### Article
========
L’accompagnement des enfants ayant vécu dans la précarité et dans l’instabilité n’a-t-il pas pour condition préalable un parcours de formation des éducateurs ? La réponse à cette question semble évidente. Pourtant, il me semble important de dire que la formation d’adultes est un processus continu, relevant d’une éducation permanente qui n’a pas de point d’arrêt définitif.
C’est dans cet esprit que l’équipe de l’Aubépine, l’AMO Le Cercle et une association de formation ont organisé, en partenariat, une semaine de formation intitulée « Accrochage scolaire et autres », dans le cadre du projet #Chacun sa yourte.
Comment les adultes peuvent-ils se former entre eux pour qu’ils puissent mieux accompagner les jeunes qui ont des difficultés d’accrochage scolaire et autres ? L’approche de cette formation est horizontale, à savoir que chaque personne est formatrice des autres à travers la rencontre et le partage des expériences et des réflexions. La philosophie de cette formation est de dire que chaque participant est co-formateur et que nous pouvons nous former grâce aux improvisations, donc en acceptant la place du hasard dans nos rencontres.
========
### Lignes de données

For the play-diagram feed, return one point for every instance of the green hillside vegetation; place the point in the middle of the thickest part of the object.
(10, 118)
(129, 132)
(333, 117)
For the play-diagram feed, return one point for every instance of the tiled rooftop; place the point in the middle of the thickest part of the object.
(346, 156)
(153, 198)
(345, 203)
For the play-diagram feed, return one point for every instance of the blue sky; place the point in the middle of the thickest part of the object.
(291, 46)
========
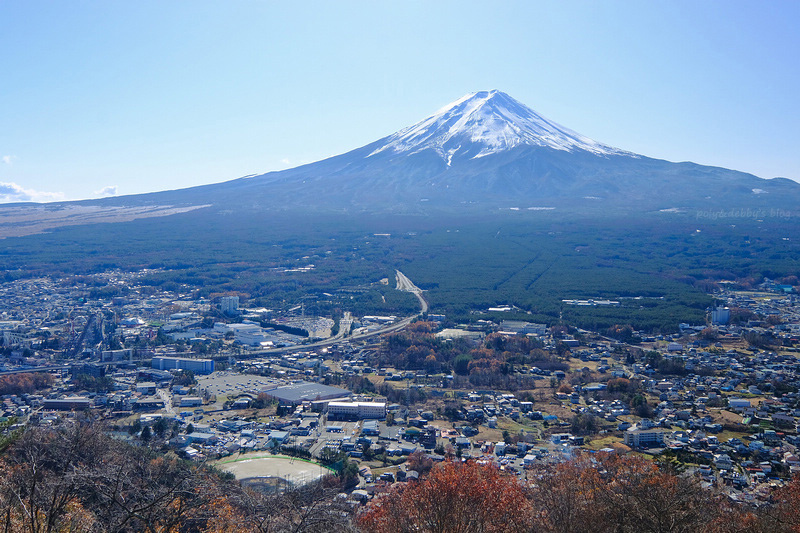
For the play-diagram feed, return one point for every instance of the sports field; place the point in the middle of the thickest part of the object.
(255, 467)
========
### Consigne
Reproduisez en entier l'article sur la formation des éducateurs, s'il vous plaît. Appuyez-vous uniquement sur l'article.

### Réponse attendue
L’accompagnement des enfants ayant vécu dans la précarité et dans l’instabilité n’a-t-il pas pour condition préalable un parcours de formation des éducateurs ? La réponse à cette question semble évidente. Pourtant, il me semble important de dire que la formation d’adultes est un processus continu, relevant d’une éducation permanente qui n’a pas de point d’arrêt définitif.
C’est dans cet esprit que l’équipe de l’Aubépine, l’AMO Le Cercle et une association de formation ont organisé, en partenariat, une semaine de formation intitulée « Accrochage scolaire et autres », dans le cadre du projet #Chacun sa yourte.
Comment les adultes peuvent-ils se former entre eux pour qu’ils puissent mieux accompagner les jeunes qui ont des difficultés d’accrochage scolaire et autres ? L’approche de cette formation est horizontale, à savoir que chaque personne est formatrice des autres à travers la rencontre et le partage des expériences et des réflexions. La philosophie de cette formation est de dire que chaque participant est co-formateur et que nous pouvons nous former grâce aux improvisations, donc en acceptant la place du hasard dans nos rencontres.